(Point annotation records)
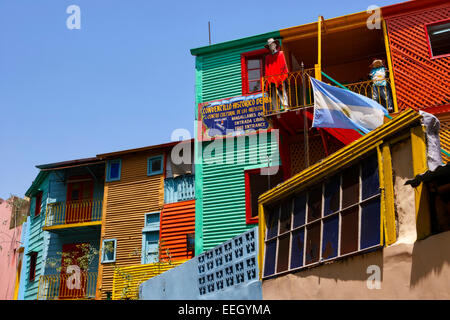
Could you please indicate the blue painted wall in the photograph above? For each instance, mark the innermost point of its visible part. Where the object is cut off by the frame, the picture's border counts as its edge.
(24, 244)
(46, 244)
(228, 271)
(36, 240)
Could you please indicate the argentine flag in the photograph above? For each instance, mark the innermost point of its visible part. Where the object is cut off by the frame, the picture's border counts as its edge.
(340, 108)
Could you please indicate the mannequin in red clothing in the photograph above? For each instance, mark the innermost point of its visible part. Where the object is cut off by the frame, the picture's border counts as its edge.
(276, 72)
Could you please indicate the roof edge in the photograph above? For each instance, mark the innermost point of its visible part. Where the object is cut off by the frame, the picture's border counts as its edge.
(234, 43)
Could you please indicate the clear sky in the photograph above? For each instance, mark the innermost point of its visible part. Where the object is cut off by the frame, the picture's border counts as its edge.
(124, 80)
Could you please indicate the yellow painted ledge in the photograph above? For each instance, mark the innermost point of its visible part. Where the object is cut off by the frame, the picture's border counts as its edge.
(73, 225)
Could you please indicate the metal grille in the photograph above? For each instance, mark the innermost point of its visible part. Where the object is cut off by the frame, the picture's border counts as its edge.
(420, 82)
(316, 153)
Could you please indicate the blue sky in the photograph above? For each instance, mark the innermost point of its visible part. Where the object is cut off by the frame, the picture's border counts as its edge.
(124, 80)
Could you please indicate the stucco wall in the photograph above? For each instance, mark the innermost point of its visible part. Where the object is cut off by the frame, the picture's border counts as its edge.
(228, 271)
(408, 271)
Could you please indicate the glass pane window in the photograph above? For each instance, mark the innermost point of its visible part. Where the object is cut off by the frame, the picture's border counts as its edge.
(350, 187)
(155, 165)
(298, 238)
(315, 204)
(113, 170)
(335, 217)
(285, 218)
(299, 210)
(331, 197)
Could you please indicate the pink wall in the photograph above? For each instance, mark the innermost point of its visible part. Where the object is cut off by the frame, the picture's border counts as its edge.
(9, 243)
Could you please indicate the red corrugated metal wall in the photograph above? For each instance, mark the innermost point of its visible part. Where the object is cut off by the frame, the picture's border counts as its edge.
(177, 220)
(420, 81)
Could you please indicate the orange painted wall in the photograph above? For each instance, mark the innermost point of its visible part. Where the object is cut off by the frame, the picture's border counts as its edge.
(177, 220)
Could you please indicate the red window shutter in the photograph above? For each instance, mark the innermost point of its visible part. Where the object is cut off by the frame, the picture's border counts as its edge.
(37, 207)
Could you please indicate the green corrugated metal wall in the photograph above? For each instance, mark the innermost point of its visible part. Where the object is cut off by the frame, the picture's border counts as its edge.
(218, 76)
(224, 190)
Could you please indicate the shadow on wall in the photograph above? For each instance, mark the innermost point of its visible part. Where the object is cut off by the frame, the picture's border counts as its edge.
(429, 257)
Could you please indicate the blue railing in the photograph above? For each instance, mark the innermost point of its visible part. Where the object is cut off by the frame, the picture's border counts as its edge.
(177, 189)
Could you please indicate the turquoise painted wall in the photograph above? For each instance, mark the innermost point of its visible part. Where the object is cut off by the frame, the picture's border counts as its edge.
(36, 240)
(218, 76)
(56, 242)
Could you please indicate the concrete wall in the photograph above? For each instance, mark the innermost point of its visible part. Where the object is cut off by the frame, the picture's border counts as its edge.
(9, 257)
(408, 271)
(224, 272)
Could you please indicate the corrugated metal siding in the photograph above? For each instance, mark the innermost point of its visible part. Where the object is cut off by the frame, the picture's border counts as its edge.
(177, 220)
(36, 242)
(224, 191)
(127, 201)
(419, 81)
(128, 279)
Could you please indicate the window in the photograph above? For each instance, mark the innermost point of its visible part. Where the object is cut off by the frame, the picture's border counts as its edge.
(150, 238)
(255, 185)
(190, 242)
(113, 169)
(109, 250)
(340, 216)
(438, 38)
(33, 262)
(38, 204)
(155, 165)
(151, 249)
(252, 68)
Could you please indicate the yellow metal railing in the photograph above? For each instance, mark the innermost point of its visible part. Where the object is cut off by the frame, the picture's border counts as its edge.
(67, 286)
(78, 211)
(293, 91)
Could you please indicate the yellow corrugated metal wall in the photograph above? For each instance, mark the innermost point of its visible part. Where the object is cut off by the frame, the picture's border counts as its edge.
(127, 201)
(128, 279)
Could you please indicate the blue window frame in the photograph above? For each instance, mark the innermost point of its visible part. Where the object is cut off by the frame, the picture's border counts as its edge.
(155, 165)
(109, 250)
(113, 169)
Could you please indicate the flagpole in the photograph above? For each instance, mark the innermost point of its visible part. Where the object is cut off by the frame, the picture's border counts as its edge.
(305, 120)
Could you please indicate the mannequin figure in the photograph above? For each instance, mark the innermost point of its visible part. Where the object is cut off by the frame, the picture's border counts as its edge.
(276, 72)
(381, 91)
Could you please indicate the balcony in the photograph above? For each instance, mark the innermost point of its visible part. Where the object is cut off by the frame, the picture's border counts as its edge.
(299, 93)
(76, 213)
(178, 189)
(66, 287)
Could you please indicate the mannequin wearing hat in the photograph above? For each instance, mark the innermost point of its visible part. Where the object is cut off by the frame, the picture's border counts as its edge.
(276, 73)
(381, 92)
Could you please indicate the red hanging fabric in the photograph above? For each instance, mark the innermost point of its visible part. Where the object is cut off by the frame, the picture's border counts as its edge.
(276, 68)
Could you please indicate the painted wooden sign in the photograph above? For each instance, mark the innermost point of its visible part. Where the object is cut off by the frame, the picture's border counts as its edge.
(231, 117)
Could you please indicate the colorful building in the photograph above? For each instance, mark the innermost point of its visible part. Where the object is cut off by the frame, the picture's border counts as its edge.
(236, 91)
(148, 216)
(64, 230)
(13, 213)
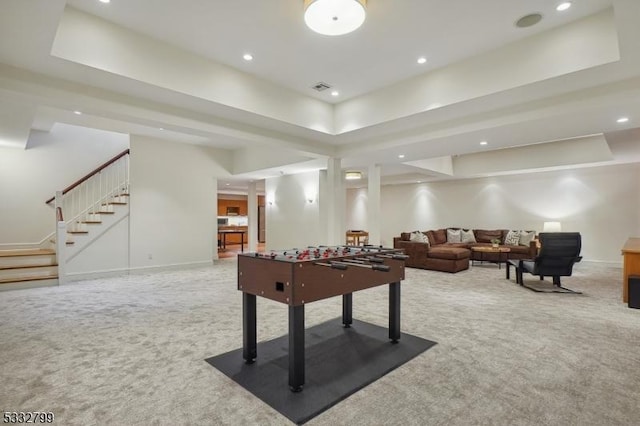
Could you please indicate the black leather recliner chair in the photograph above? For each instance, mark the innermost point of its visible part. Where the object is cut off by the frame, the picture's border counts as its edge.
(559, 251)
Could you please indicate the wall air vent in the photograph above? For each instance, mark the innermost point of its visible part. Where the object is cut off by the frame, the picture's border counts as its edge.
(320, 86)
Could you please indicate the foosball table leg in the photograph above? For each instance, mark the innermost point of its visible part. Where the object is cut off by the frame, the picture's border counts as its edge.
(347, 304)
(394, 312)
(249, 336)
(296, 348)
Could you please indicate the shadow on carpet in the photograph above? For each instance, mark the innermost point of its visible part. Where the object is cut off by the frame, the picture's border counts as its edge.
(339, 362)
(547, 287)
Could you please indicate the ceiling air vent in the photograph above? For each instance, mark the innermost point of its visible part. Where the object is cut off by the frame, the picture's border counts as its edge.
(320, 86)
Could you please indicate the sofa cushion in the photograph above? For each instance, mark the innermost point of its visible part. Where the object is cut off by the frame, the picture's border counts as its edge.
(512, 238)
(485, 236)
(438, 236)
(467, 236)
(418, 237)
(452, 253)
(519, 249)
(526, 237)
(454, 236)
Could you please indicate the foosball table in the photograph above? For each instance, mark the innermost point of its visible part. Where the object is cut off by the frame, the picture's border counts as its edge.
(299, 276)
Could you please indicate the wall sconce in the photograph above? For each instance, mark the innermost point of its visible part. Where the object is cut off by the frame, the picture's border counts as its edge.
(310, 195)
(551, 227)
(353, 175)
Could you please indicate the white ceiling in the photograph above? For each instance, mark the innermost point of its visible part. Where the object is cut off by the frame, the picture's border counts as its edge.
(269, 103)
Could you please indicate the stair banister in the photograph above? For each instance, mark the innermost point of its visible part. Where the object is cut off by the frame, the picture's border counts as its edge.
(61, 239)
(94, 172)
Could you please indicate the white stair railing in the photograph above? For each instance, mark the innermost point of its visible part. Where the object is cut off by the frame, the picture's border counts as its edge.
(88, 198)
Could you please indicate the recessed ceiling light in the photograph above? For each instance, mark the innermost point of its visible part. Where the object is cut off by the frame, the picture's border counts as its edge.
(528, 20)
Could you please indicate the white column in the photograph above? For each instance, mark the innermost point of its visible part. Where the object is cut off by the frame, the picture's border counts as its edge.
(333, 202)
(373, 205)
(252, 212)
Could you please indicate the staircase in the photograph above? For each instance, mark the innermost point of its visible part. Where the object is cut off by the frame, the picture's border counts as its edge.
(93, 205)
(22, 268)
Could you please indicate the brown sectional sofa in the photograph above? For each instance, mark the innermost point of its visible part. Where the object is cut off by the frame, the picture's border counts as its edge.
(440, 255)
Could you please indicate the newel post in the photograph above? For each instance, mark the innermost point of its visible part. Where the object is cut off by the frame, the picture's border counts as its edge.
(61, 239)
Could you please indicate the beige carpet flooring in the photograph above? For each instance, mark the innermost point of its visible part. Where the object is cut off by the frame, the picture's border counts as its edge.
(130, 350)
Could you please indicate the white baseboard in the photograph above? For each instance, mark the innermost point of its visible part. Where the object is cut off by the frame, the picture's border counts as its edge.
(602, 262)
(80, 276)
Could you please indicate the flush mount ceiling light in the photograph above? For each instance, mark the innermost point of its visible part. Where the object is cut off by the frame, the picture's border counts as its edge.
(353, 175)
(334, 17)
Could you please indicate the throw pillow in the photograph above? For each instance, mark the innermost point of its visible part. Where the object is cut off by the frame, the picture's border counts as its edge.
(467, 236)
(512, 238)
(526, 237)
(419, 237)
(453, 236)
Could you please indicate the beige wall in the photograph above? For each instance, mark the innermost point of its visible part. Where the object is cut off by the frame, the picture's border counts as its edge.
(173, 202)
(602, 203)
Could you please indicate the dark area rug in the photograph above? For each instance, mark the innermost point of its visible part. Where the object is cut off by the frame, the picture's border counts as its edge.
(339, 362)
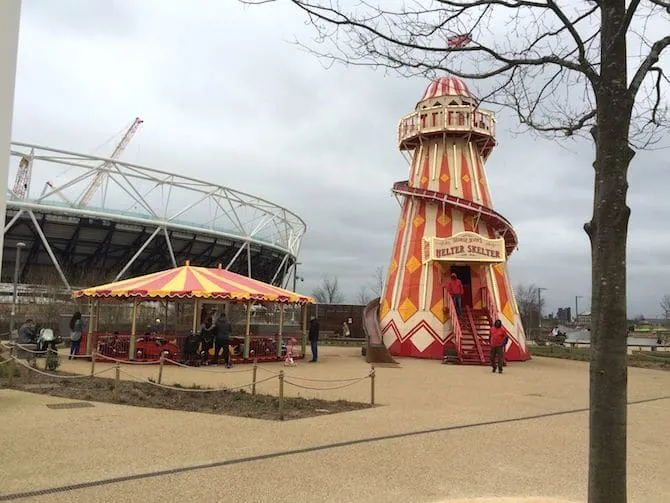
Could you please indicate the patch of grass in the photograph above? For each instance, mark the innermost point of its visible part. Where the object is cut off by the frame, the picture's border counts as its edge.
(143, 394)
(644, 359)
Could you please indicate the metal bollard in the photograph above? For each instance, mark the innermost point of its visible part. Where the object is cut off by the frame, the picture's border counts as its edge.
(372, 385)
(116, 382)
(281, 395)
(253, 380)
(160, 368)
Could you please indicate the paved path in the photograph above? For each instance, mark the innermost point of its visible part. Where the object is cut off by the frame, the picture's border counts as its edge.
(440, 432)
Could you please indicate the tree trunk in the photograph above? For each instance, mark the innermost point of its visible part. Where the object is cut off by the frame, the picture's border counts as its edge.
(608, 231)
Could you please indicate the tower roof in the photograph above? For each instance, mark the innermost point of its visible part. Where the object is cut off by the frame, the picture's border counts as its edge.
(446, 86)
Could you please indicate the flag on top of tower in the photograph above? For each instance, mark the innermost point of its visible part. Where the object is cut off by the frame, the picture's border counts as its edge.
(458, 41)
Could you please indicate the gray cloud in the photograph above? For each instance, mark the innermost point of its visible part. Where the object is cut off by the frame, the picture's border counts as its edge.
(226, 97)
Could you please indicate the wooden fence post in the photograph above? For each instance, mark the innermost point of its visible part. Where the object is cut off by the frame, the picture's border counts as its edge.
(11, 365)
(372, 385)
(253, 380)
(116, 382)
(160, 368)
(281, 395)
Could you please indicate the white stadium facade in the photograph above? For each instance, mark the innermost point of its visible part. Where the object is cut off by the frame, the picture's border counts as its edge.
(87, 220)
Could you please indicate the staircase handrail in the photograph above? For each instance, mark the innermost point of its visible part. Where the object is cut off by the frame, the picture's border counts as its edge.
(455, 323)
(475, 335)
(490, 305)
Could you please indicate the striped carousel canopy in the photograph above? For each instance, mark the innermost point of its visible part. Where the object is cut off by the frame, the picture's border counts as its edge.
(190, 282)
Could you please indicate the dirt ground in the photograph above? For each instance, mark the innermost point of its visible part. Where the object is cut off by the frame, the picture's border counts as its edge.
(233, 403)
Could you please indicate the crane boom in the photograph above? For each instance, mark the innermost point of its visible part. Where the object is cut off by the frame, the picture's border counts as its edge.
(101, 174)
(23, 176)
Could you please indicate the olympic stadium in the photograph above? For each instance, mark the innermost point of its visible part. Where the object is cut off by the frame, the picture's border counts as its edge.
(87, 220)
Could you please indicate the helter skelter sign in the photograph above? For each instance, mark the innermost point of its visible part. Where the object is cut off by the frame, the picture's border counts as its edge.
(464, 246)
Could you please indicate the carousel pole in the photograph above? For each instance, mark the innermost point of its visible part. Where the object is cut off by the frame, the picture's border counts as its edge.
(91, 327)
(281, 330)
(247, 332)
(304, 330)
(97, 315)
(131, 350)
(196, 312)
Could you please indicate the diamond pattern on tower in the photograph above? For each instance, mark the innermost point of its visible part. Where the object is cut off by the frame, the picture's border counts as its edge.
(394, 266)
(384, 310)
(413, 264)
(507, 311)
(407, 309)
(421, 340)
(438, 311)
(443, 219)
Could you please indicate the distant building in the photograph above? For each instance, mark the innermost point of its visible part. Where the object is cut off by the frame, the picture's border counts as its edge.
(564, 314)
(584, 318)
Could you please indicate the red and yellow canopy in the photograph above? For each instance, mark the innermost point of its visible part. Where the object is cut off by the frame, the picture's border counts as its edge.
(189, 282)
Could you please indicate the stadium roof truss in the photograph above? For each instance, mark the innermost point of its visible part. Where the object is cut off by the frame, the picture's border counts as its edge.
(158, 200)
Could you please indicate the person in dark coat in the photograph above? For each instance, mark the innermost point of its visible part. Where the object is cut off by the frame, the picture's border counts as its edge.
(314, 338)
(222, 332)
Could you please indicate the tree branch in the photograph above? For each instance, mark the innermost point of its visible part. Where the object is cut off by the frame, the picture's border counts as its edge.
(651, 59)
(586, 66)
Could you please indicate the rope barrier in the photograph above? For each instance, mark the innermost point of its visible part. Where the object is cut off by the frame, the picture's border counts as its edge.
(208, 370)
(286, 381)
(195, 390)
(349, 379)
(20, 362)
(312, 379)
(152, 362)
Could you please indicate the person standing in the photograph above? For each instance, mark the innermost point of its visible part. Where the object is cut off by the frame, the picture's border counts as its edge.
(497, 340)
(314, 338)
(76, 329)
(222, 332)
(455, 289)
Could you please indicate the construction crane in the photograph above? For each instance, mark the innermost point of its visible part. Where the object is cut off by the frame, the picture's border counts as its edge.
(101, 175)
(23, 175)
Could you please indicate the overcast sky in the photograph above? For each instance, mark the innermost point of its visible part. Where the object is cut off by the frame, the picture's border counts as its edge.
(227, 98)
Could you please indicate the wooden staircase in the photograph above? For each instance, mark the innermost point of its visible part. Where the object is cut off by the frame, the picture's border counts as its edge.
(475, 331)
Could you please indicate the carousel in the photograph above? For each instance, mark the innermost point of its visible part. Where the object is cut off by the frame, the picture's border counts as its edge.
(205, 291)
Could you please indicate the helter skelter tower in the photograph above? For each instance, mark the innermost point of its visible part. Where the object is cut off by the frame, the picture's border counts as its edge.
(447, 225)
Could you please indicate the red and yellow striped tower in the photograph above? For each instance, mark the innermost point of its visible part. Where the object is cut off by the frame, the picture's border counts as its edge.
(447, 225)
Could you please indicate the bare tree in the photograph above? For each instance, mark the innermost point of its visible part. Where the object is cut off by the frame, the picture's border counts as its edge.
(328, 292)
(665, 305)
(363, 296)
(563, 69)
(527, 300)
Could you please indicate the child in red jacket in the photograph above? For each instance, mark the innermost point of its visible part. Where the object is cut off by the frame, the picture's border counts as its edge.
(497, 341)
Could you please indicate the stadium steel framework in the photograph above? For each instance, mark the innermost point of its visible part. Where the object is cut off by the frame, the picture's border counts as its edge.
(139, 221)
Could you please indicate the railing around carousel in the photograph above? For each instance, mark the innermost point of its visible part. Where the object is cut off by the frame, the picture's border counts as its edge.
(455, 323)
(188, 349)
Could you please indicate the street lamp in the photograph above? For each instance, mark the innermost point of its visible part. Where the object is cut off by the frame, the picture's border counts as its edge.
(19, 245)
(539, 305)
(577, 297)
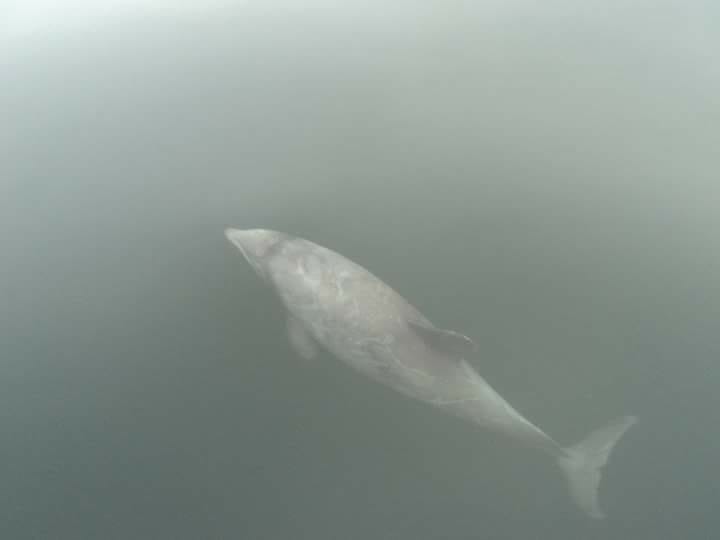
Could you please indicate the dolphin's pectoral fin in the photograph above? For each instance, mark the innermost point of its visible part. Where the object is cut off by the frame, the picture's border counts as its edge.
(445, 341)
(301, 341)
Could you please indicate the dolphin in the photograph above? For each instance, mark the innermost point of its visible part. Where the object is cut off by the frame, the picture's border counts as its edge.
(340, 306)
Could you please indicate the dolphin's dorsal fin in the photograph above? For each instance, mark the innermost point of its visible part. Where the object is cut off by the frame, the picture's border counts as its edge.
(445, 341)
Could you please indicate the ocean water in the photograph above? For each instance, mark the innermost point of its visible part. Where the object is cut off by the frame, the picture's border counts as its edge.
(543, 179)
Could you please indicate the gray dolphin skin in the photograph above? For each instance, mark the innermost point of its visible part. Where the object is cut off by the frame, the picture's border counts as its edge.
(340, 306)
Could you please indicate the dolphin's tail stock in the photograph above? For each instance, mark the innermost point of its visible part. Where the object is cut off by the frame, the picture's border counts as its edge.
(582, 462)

## Written request
Reproduce precisely the span of lines that begins at the line containing "Could you please indicate the gray dolphin" and ends with the last line of the listing.

## Result of this exercise
Could you please indicate the gray dolphin skin in the photograph above? For each instance, mark the innermost point of its visible part. Where the object is cut off by the frame, the picture's border counts as its edge.
(340, 306)
Could you please indicate the dolphin's tail stock in the photograph above? For each instance, mark the innermost point of its visible part. Where the object is cut off by the frame, the picture's border counts as its edge.
(582, 462)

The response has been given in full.